───── Records for this exercise ─────
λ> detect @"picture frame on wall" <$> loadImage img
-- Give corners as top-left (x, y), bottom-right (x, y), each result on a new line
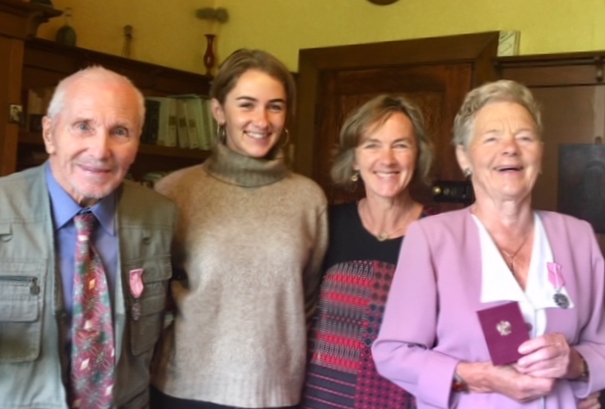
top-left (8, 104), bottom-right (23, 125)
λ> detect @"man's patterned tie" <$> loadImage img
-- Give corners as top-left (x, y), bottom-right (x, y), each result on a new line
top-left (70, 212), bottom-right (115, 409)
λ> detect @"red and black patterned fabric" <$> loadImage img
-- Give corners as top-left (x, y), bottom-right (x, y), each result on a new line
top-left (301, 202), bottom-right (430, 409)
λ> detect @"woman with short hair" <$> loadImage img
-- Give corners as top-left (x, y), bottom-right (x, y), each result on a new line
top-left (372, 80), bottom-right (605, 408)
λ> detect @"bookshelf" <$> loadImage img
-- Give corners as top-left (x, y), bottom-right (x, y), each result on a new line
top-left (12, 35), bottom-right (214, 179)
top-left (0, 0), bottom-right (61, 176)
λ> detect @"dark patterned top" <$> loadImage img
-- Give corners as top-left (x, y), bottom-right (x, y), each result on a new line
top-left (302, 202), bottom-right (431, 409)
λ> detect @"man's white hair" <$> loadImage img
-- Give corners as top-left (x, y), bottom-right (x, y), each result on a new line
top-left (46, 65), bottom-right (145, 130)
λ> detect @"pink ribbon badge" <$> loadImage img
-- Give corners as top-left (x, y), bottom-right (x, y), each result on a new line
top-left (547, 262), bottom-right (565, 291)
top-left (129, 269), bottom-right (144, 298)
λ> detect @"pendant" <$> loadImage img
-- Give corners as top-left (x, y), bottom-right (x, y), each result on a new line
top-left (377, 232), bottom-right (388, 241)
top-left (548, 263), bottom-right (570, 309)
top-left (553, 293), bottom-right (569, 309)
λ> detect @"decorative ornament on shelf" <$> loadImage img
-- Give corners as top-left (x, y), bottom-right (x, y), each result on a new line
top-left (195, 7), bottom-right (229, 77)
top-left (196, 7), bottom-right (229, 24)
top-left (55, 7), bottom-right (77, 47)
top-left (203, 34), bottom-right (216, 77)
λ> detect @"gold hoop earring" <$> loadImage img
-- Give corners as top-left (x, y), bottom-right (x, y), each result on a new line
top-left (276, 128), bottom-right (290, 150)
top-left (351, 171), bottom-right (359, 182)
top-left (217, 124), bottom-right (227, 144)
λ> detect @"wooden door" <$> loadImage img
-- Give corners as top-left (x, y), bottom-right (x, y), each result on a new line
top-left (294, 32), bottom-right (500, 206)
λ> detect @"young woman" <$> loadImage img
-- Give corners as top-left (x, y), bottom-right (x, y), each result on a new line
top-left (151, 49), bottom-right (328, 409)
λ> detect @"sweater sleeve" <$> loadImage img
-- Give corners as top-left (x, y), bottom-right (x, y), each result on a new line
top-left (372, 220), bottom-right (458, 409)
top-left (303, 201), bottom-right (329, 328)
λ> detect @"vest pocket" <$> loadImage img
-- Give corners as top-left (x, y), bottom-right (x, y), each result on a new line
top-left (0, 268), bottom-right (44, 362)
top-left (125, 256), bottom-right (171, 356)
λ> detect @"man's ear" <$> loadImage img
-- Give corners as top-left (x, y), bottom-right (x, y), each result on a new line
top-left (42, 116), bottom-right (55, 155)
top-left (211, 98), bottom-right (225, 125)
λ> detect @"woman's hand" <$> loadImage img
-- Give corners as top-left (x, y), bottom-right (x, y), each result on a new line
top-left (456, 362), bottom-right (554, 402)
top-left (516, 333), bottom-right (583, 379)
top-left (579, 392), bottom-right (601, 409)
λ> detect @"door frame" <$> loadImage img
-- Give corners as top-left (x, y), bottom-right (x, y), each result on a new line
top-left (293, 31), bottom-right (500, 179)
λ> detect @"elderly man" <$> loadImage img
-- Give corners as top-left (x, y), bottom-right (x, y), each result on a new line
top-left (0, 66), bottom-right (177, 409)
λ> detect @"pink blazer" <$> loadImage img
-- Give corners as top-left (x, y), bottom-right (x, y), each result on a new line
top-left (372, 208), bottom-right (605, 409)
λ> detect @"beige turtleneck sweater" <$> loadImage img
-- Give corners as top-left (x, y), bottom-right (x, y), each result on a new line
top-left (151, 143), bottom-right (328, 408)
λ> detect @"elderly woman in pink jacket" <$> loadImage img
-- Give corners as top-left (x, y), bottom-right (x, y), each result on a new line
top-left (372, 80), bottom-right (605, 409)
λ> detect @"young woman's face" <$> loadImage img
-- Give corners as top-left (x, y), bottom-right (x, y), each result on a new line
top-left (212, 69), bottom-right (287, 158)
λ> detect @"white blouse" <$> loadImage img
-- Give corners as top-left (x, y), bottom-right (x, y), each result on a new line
─────
* **Work item**:
When a line above includes the word "young", please list that line.

* **Problem solution**:
λ> detect @"young woman" <$> loadImage img
λ> detect @"young woman's face" <$> loadImage img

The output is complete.